Objective
Copy the data precisely, keeping every character.

Input records
+ + + +
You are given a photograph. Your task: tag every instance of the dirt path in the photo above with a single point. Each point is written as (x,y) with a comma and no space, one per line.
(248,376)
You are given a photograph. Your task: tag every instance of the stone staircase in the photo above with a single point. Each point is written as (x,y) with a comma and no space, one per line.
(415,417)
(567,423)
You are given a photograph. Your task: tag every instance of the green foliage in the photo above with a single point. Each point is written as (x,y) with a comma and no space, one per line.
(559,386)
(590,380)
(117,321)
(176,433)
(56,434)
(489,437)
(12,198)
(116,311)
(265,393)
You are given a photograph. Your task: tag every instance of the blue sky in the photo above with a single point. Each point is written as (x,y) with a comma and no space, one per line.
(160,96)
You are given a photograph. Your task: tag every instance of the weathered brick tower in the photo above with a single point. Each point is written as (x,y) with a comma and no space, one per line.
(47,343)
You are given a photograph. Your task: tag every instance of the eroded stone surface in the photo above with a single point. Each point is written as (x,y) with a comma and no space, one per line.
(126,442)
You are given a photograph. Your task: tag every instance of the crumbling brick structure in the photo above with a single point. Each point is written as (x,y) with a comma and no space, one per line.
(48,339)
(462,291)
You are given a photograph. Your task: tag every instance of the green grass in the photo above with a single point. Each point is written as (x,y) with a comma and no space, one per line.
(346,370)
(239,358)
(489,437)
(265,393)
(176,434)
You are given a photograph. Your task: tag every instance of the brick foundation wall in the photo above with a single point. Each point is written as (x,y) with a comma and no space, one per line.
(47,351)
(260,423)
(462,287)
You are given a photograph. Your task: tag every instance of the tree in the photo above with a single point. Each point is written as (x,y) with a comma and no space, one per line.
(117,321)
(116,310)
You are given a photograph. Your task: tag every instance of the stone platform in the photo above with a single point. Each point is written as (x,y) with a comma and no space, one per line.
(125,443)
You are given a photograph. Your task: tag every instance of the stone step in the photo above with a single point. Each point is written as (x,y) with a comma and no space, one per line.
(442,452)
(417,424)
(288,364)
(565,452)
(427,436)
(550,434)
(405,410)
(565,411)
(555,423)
+ + + +
Right answer
You are given a photograph. Your task: tag every instance of the dirt path in the photo above with a single point. Each point is written as (x,y) with a comma and no space, one per line.
(248,376)
You are given a photograph. Your task: tag every instance of the stone staircase in the photo above with a single point. Each point is written as (x,y) with a comma and no space, one per line.
(415,417)
(567,423)
You are given a photograph. Your task: tag every instance of the green foliage in the photo above with a single point. Each point is written as (x,y) with a comma and no space, one per line.
(559,386)
(590,380)
(117,321)
(176,433)
(56,434)
(489,437)
(12,198)
(116,311)
(265,393)
You are given a photograph. Your task: tag every instance of the blue sky in the photo above with a single point. Each point is written as (x,y) with a comma and no space, one per line.
(160,96)
You are given a photograph. Your task: tag every instance of the weathered brick tower in the photo above with a single point. Each point is written as (x,y) with a comma and no space, one per line.
(47,343)
You are given a photograph. Your task: tag every instance of the eroded stone surface in the photo above with a single point. Each point is written as (x,y) with a comma and no space, one per line.
(126,442)
You are given a photograph. Your task: tag every instance of the crumbling brick structure in the photo above with a single point. Each point is written as (x,y) with a comma and no space, one per line.
(48,339)
(462,291)
You are given a photograph. Your task: tag every instance of the green grass in the photo above with a single point. Each point is written as (x,y) with a comma and no space, one per line.
(346,370)
(239,358)
(489,437)
(265,393)
(176,434)
You are given a photograph. Your task: tag every instance of the brick foundation wall in the photo above with a single point. Each point is written as (x,y) with a comma and no space, one per line.
(47,351)
(260,423)
(462,287)
You are given a photograph. Your task: tag every instance of the tree in the photo above with a single point. Each point is written as (x,y) with a comma and no space, one per line.
(117,321)
(116,310)
You are given a photograph. Your task: tag every instance of the stone platform in the photo above with a single point. Each point is written as (x,y) with a comma and no space, one per line.
(125,443)
You are given a photograph. Your task: tag every instance of the stone step in the photo above with a single point. Each point is written as (x,y) with a comma and no space, one per line.
(442,452)
(417,424)
(288,364)
(565,452)
(427,436)
(550,434)
(405,410)
(565,411)
(555,423)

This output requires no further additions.